TASK DIRECTIONS — Transcribe all records exactly.

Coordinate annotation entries
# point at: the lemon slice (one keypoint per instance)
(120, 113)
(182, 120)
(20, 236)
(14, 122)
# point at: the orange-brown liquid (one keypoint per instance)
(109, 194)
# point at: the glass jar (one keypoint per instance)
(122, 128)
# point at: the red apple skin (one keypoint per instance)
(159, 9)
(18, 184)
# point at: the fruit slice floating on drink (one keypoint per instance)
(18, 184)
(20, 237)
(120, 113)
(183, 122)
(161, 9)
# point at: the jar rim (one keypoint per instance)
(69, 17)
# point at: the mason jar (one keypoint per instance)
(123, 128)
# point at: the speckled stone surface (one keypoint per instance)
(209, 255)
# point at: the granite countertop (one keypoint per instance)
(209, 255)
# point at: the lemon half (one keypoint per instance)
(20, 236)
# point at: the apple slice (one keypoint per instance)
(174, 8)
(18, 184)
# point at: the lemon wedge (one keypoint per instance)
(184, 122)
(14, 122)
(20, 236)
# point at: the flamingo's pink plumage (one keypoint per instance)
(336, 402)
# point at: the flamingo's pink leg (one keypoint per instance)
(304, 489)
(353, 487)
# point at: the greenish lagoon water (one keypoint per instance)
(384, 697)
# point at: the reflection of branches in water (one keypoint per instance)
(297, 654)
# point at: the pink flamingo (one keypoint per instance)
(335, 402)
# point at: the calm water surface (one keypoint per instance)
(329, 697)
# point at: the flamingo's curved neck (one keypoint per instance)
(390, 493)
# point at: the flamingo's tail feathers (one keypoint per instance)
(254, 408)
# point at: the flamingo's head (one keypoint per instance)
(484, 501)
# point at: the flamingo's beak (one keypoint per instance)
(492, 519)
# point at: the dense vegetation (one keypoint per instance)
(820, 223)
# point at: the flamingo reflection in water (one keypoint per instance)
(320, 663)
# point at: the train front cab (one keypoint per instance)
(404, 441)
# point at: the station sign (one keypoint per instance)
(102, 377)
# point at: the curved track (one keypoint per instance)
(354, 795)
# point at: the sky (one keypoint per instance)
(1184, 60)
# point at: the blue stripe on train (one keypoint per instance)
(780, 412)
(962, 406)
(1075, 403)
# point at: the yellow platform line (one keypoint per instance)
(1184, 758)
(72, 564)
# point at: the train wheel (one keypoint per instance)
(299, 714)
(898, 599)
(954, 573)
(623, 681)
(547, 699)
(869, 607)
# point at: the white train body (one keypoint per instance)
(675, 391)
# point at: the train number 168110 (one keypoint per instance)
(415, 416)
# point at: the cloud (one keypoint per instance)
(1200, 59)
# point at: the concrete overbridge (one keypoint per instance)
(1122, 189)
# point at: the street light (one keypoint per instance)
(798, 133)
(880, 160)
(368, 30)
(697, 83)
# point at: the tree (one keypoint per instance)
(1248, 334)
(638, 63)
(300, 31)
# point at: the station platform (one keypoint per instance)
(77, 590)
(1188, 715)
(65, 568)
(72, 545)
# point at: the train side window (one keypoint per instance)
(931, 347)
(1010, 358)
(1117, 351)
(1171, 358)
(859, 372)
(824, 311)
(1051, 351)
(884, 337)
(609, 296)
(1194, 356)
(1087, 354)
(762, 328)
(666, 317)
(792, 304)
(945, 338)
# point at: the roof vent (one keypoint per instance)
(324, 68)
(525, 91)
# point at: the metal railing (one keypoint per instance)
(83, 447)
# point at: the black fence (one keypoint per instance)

RESPONSE TO THE TASK —
# point at: the lemon slice (one keypoint per instance)
(120, 113)
(182, 120)
(20, 236)
(14, 122)
# point at: the orange-brown liquid (one keypoint per instance)
(109, 194)
# point at: the glass jar (one keypoint per instance)
(122, 128)
# point at: the red apple skin (one keypoint per instance)
(159, 9)
(18, 184)
# point at: the fruit slice floating on drink (one keypoint per instance)
(18, 184)
(20, 237)
(120, 113)
(183, 122)
(161, 9)
# point at: the jar rim (one keypoint per instance)
(69, 17)
# point at: the mason jar (one keypoint per instance)
(123, 128)
# point at: the speckled stone surface (one keypoint per instance)
(209, 255)
# point at: the granite countertop (one keypoint per instance)
(209, 255)
# point at: the lemon half (one keypoint per instance)
(20, 236)
# point at: the apple slice (one keypoint per instance)
(174, 8)
(18, 184)
# point at: the lemon wedge (one keypoint per instance)
(184, 122)
(14, 122)
(20, 236)
# point at: the flamingo's pink plumage (one keypoint per instance)
(336, 402)
# point at: the flamingo's pink leg (one keypoint per instance)
(304, 489)
(353, 487)
# point at: the greenish lagoon water (one keypoint per instance)
(384, 697)
# point at: the reflection of branches in water (one keypoint per instance)
(297, 654)
# point at: the pink flamingo (one keypoint per instance)
(335, 402)
# point at: the calm water surface (one keypoint per instance)
(329, 697)
# point at: the flamingo's curved neck (one keypoint per instance)
(390, 493)
# point at: the flamingo's tail feathers (one keypoint per instance)
(254, 408)
# point at: the flamingo's head (one keypoint per instance)
(484, 501)
# point at: the flamingo's beak (one keypoint per instance)
(492, 519)
# point at: the dense vegetation (one keypoint per instance)
(820, 223)
# point at: the flamingo reflection in water (one keypoint per instance)
(320, 663)
# point at: the train front cab (one keypoint per instance)
(404, 441)
# point at: the station sign (one keypoint per instance)
(102, 377)
# point at: the curved track (one keypoint per instance)
(354, 795)
# point at: the sky (one keypoint per instance)
(1184, 60)
# point at: the blue stripe on train (one keypoint per instance)
(780, 412)
(962, 406)
(1075, 403)
# point at: the yellow platform line (one keypoint per instance)
(1184, 758)
(72, 564)
# point at: the train wheel (one keypoint per instance)
(299, 714)
(898, 599)
(954, 573)
(623, 681)
(547, 699)
(869, 607)
# point at: the white train body (one keypoint per instance)
(675, 391)
# point at: the train number 168110 (one keypoint per instance)
(415, 416)
# point at: the cloud (one keypoint per instance)
(1200, 59)
# point at: the concrete overbridge (one keypoint per instance)
(1122, 189)
# point at: the street light (one keypoint per instance)
(798, 133)
(880, 160)
(368, 30)
(697, 83)
# point at: the tree (one keypoint per instance)
(1248, 334)
(638, 63)
(300, 31)
# point at: the station platform (one keypoint per instance)
(77, 590)
(1188, 715)
(65, 568)
(72, 545)
# point at: the train side window (one keypoint per instance)
(931, 347)
(1010, 358)
(1117, 351)
(1171, 358)
(859, 372)
(824, 311)
(1051, 351)
(884, 337)
(609, 296)
(1194, 356)
(1087, 354)
(762, 328)
(666, 317)
(792, 304)
(945, 338)
# point at: the roof vent (one keypoint per instance)
(324, 68)
(525, 91)
# point at: the metal railing (one keypoint per instance)
(83, 447)
# point at: the black fence (one keypoint per instance)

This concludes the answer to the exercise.